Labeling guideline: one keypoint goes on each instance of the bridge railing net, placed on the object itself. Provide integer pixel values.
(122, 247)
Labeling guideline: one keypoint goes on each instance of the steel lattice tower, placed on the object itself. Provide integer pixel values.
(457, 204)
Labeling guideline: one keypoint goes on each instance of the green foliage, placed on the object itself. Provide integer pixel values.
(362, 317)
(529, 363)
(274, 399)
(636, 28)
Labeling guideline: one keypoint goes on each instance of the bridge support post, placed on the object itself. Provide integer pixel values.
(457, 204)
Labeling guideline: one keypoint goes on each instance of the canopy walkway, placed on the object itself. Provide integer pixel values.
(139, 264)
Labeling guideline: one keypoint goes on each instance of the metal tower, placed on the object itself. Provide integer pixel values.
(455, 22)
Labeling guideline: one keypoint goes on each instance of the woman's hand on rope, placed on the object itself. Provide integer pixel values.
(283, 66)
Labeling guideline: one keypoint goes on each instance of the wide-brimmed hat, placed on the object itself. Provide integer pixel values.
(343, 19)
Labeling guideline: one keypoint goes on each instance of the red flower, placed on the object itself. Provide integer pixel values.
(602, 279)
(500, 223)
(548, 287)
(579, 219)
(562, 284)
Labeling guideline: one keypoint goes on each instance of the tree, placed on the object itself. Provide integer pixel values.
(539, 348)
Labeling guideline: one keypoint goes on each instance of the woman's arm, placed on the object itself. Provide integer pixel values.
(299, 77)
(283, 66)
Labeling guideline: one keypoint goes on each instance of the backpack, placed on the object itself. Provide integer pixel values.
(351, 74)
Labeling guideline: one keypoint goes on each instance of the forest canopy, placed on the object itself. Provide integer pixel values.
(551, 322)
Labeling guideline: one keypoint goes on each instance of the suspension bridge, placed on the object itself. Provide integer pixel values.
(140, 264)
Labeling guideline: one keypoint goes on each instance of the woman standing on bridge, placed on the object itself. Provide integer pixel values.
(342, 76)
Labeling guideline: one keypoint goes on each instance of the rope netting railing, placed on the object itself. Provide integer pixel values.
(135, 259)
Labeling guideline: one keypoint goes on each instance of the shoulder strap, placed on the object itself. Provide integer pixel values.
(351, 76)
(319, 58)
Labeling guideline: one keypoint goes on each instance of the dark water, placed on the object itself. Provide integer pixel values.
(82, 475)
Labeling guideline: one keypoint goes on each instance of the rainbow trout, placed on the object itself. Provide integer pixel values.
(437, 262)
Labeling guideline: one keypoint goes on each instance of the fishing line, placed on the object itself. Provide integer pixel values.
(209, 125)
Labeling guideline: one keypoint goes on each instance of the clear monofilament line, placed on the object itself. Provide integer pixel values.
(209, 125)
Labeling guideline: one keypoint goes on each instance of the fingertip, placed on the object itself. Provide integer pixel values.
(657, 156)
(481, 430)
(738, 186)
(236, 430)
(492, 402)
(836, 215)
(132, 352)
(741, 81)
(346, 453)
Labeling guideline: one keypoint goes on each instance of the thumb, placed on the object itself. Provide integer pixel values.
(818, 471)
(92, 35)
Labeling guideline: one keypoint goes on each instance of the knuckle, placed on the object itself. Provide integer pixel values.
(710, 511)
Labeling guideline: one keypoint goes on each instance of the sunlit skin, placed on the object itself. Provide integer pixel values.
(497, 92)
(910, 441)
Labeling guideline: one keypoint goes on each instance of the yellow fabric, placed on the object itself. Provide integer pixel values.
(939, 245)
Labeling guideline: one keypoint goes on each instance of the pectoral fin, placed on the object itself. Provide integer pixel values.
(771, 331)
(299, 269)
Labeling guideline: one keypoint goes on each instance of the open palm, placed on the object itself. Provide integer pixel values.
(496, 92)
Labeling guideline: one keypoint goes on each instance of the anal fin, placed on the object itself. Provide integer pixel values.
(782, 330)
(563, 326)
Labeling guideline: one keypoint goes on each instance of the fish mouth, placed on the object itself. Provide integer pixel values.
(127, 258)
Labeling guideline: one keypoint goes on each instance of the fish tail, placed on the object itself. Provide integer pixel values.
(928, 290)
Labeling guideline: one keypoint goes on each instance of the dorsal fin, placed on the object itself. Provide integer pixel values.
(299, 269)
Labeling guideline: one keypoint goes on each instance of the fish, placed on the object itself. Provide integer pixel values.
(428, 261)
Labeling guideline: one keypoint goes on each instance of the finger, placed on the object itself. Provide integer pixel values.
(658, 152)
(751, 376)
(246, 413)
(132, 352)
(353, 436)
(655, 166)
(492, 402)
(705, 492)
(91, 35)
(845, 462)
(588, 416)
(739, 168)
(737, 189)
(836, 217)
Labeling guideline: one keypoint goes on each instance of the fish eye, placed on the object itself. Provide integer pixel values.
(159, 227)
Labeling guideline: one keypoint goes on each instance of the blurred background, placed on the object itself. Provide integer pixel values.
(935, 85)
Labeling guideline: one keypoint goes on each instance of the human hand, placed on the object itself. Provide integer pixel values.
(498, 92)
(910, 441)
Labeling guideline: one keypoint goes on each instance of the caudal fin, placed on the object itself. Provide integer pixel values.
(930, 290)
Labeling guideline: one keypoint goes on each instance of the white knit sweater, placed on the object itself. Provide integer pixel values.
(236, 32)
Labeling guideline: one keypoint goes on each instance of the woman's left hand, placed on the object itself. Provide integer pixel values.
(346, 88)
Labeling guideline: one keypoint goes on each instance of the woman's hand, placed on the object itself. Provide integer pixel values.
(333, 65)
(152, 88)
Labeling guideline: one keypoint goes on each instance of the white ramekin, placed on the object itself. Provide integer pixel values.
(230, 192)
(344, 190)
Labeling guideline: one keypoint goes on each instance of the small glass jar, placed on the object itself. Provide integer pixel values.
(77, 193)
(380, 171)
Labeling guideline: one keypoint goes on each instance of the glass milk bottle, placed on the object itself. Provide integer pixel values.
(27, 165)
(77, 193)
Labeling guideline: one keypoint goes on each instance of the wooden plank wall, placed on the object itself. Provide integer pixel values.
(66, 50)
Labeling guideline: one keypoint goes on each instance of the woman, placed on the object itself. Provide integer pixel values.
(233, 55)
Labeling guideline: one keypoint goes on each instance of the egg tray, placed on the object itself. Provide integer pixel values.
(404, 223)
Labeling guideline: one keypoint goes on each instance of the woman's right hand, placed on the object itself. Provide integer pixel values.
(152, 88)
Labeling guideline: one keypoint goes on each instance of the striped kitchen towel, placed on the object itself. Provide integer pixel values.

__TO BE DONE__
Nothing should be changed: write out all of the data as is.

__COMPLETED EXERCISE__
Labeling guideline: one keypoint goes on each instance of the bridge railing net, placed on the object itself. Provide integer pixel values.
(122, 247)
Labeling guideline: one keypoint goes on each instance of the steel lattice tower, placed on the object itself. Provide integer pixel values.
(457, 204)
Labeling guideline: one keypoint goes on each instance of the green foliage, placed on the object itself. Provide integer pixel values.
(362, 317)
(529, 363)
(274, 399)
(636, 28)
Labeling guideline: one keypoint goes on each instance of the bridge support post, placed on the object itself. Provide integer pixel values.
(457, 204)
Labeling guideline: one keypoint goes on each instance of the canopy walkway, placed on the object itself. Provide integer pixel values.
(139, 264)
Labeling guideline: one keypoint goes on each instance of the metal tower, placed on the object itself. Provide integer pixel values.
(455, 22)
Labeling guideline: one keypoint goes on each instance of the woman's hand on rope, placed on the object itself. Provide integer pixel values.
(283, 66)
Labeling guideline: one keypoint goes on each instance of the wide-brimmed hat, placed on the object itself. Provide integer pixel values.
(343, 19)
Labeling guideline: one keypoint goes on each instance of the red flower, placed on the object itself. Provide integer pixel values.
(602, 279)
(500, 223)
(548, 287)
(579, 219)
(562, 284)
Labeling guideline: one keypoint goes on each instance of the tree, placed on the object itself. Provide integer pixel values.
(539, 348)
Labeling guideline: one keypoint goes on each instance of the woman's arm, placed on the object itself. Provide integer pixel values.
(299, 77)
(283, 66)
Labeling guideline: one keypoint goes on each instance of the backpack, placed on the object itself. Provide integer pixel values.
(351, 74)
Labeling guideline: one keypoint goes on each instance of the forest canopy, placed on the object itself. Provide integer pixel values.
(551, 322)
Labeling guideline: one keypoint goes on each instance of the suspension bridge, placed on the object itself. Provide integer pixel values.
(140, 264)
Labeling guideline: one keypoint goes on each instance of the woman standing on bridge, placed on the object itself. Provide integer pixel values.
(342, 76)
Labeling guideline: one keypoint goes on each instance of the rope netting railing, placed on the object itself. Provide integer pixel values.
(135, 259)
Labeling guideline: one keypoint goes on each instance of the shoulder strap, placed on the object itself. Provide integer pixel values.
(351, 76)
(319, 58)
Labeling guideline: one keypoint goes on each instance of the dark water, placed on the object itself. Provide integer pixel values.
(82, 475)
Labeling guideline: one keypoint goes on each instance of the rainbow trout, placed on the object itself. Provide integer pixel values.
(437, 262)
Labeling guideline: one keypoint goes on each instance of the fishing line, placed on the object itself. Provide integer pixel values.
(209, 125)
Labeling guideline: one keypoint goes on each instance of the clear monofilament line, placed on the object itself. Provide integer pixel values.
(209, 125)
Labeling guideline: one keypoint goes on each instance of the fingertip, placed on the object itself. Provide integer pixel values.
(657, 156)
(481, 430)
(738, 186)
(236, 430)
(492, 402)
(836, 215)
(132, 352)
(741, 81)
(346, 453)
Labeling guideline: one keypoint goes on each instance of the thumb, placed on the object itself. Provide integer pixel values.
(818, 471)
(92, 35)
Labeling guideline: one keypoint goes on each instance of the knuckle, placed on the object itself. Provide integer pixel values.
(710, 511)
Labeling guideline: one keypoint goes on each instance of the sunlit skin, placed on the object itself. Provide integer pixel values.
(497, 92)
(910, 441)
Labeling guideline: one keypoint goes on each instance of the yellow fabric, placed on the object itself. Provide integer pixel values.
(939, 245)
Labeling guideline: one keypoint goes on each instance of the pectoral fin, placed on the object itself. Provide integer pixel values.
(771, 331)
(299, 269)
Labeling guideline: one keypoint goes on each instance of the open palm, placed on the object itself. Provide integer pixel values.
(496, 92)
Labeling guideline: one keypoint goes on each instance of the anal fin, placed on the object itself. Provide integer pixel values.
(782, 330)
(563, 326)
Labeling guideline: one keypoint goes on each instance of the fish mouth, placed on the object itself. Provide integer pixel values.
(127, 258)
Labeling guideline: one keypoint goes on each instance of the fish tail, placed on the object itself. Provide integer pixel values.
(928, 290)
Labeling guideline: one keypoint goes on each instance of the dorsal fin, placed on the object itself. Provide integer pixel values.
(299, 269)
Labeling guideline: one keypoint goes on each instance of the fish, placed on the object itself. Provide integer pixel values.
(428, 261)
Labeling guideline: one keypoint goes on each instance of the finger, placed on the object itself. Provide integer pixel values.
(658, 152)
(751, 376)
(246, 413)
(132, 352)
(353, 436)
(655, 166)
(492, 402)
(705, 492)
(91, 35)
(845, 462)
(588, 416)
(739, 168)
(737, 189)
(836, 217)
Labeling guideline: one keypoint goes on each instance of the fish eye, placed on the object itself. Provide integer pixel values.
(159, 227)
Labeling guideline: one keypoint goes on each instance of the blurred background, placed on the object itself. Provide integer pixel values.
(935, 85)
Labeling guideline: one keypoint goes on each instance of the human hand, placed on the object itself. Provide integer pixel values.
(498, 92)
(910, 441)
Labeling guideline: one keypoint goes on each instance of the caudal fin, placed on the object itself. Provide integer pixel values.
(930, 290)
Labeling guideline: one keypoint goes on each instance of the white knit sweater, placed on the object itself. Provide integer pixel values.
(236, 32)
Labeling guideline: one keypoint goes on each instance of the woman's left hand, placed on the object itself. Provide integer pixel values.
(346, 88)
Labeling guideline: one keypoint goes on each instance of the woman's hand, placed on the object itself. Provide integer pixel values.
(333, 65)
(152, 88)
Labeling guideline: one keypoint goes on each instance of the white ramekin, placed on the object itself. Provide integer pixel values.
(230, 192)
(344, 190)
Labeling guideline: one keypoint goes on each instance of the small glass jar, placed on the object itself. Provide integer pixel values.
(77, 193)
(380, 171)
Labeling guideline: one keypoint goes on each instance of the glass milk bottle, placed on the object itself. Provide integer pixel values.
(27, 165)
(77, 193)
Labeling guideline: one keypoint goes on each instance of the wooden plank wall, placed on the object itself. Provide integer pixel values.
(66, 50)
Labeling guideline: one keypoint goes on each instance of the woman, placed on the object itself. Provide integer pixel values.
(233, 55)
Labeling guideline: one keypoint goes on each instance of the egg tray, placed on the object itself. Provide integer pixel values.
(404, 223)
Labeling guideline: one keypoint goes on each instance of the woman's right hand, placed on the object itself. Provide integer pixel values.
(152, 88)
Labeling guideline: one keypoint goes on each instance of the striped kitchen towel, placed on the object itself. Provide integer pixel values.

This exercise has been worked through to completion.